> [EXERCISE INSTRUCTIONS]:
Set down again exactly the lines of the listing below that fall between the line holding "For a UI automation task, identify the clear" and the line holding "For a UI automation task, identify the boulder", inclusive.

> [RECORDS SHOWN]:
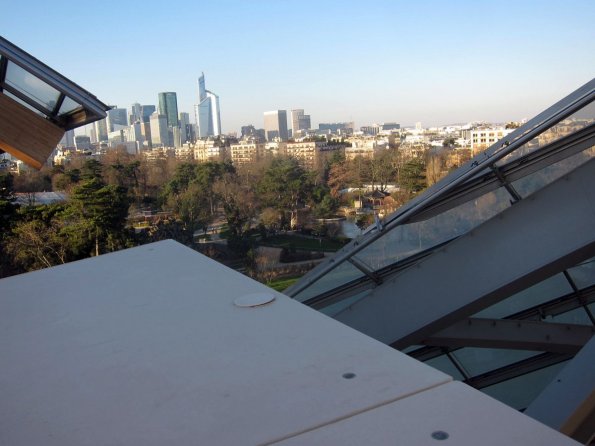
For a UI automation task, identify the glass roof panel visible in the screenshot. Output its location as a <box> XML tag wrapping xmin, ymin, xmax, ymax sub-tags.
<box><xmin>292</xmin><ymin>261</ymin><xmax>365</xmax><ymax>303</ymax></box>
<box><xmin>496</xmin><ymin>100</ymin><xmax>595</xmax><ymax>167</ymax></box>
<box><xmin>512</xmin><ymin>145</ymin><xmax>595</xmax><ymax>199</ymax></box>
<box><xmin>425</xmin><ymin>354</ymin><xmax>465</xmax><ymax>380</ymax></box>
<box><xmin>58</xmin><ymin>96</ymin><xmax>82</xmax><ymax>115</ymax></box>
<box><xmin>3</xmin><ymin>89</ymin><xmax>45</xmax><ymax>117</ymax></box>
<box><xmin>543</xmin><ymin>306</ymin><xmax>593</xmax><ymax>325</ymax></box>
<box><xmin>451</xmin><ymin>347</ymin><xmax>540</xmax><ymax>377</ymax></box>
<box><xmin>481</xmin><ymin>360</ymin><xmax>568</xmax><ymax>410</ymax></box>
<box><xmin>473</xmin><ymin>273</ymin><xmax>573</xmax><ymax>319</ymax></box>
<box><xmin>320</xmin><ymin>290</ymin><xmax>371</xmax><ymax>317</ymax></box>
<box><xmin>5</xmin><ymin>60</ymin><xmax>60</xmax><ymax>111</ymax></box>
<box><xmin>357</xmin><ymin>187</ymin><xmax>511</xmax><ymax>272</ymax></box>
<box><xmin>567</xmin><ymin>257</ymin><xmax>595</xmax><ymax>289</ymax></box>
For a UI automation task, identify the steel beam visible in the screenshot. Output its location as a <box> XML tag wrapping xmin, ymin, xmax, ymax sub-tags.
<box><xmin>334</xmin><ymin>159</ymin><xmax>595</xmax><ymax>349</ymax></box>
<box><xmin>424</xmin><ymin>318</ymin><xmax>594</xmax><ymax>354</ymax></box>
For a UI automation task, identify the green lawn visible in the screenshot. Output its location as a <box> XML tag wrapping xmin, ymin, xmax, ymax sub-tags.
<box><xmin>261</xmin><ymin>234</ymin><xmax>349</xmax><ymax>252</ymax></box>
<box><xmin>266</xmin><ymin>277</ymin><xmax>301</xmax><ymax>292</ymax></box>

* * *

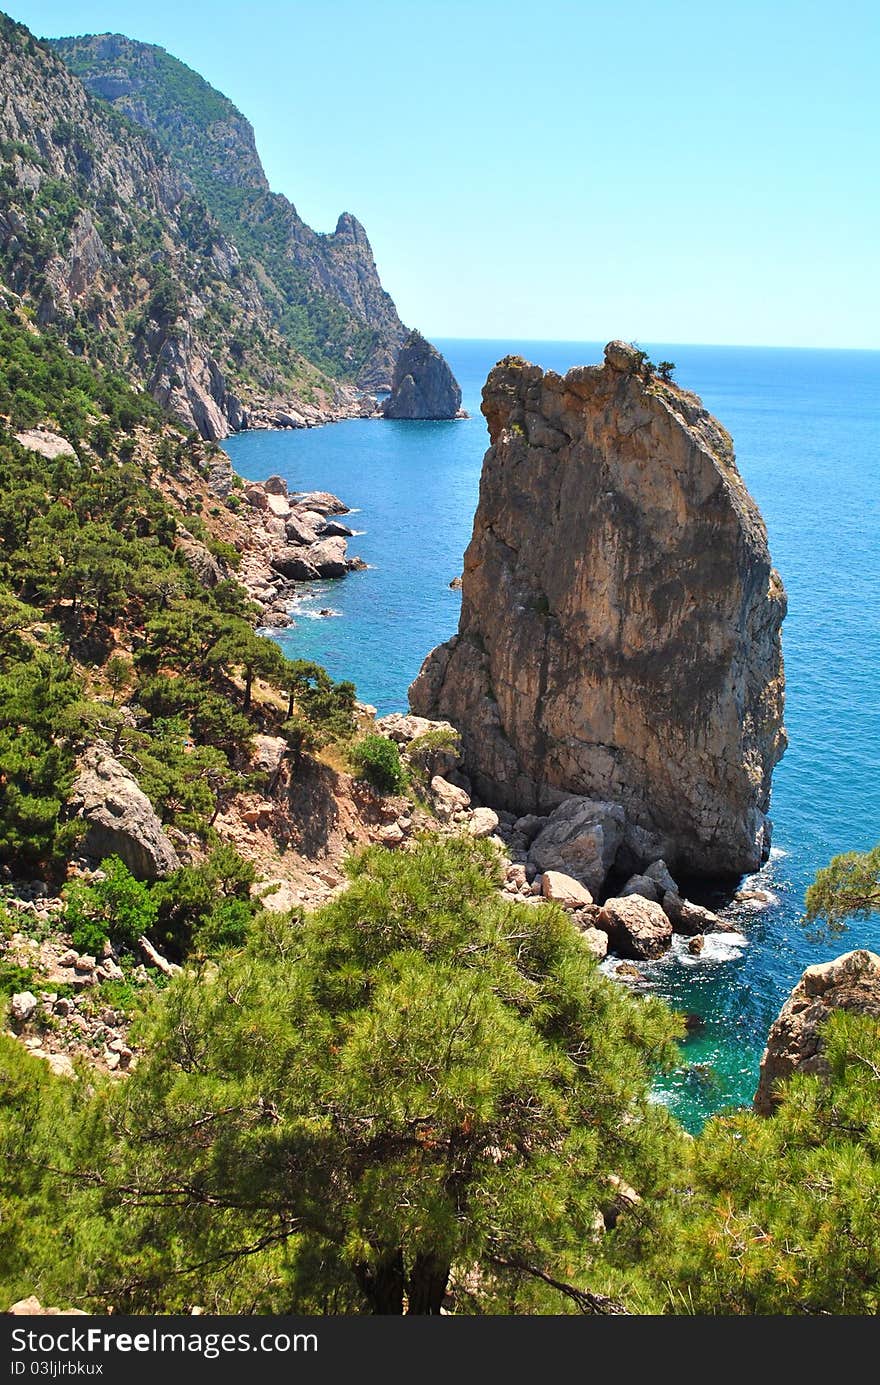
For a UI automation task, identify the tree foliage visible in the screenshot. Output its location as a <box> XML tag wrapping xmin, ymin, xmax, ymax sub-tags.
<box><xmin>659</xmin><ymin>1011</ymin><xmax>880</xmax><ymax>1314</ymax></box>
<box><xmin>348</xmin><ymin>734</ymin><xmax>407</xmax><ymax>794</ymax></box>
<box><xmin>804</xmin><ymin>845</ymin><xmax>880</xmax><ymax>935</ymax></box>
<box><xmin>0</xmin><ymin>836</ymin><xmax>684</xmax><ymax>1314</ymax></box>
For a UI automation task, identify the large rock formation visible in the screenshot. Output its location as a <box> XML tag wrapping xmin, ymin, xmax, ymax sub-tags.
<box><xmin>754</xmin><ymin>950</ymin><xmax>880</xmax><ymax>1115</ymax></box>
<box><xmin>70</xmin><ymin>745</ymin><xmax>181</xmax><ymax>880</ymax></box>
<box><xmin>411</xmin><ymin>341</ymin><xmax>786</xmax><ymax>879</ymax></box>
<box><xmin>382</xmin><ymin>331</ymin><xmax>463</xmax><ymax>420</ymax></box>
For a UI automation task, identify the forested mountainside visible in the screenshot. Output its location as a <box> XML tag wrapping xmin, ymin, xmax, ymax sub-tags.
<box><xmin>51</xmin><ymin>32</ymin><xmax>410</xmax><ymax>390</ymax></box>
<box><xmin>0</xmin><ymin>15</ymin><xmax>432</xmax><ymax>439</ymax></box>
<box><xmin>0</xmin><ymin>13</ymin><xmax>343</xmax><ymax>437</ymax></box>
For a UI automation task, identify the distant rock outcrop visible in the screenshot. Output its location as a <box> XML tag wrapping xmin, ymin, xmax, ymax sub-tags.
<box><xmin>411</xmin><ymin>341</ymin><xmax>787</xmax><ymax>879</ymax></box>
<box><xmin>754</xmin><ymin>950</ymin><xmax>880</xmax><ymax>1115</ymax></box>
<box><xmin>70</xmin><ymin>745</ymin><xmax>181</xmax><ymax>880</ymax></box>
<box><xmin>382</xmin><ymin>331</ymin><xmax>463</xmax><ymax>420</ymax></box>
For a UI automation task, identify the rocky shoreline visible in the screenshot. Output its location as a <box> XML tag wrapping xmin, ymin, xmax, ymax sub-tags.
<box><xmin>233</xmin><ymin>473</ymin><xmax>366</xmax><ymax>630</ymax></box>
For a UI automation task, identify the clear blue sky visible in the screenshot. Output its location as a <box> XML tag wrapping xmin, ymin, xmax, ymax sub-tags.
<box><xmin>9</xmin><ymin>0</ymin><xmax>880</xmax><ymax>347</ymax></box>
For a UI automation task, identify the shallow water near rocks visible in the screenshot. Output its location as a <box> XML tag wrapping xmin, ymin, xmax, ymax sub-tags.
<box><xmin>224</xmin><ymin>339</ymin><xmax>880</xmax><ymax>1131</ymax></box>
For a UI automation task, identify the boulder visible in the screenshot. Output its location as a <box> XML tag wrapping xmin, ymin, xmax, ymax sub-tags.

> [ANSWER FOR THIS EXERCISE]:
For a UI automation task, identify the clear blue sky visible in the screenshot. Output its location as a <box> XML tag wrapping xmin, ymin, xmax, ymax sub-tags.
<box><xmin>9</xmin><ymin>0</ymin><xmax>880</xmax><ymax>347</ymax></box>
For a UI automation task, identify the shallow water near rocks visible in the screenshot. Output its location as a <box> XML tag wrapping xmin, ymin, xmax, ymax sub-tags.
<box><xmin>224</xmin><ymin>339</ymin><xmax>880</xmax><ymax>1131</ymax></box>
For a UI automation task, identify the boulder visible in the screenshot. Output its location as a <box> XML tag wrapping xmin, ymin, xmax, ymax sub-tags.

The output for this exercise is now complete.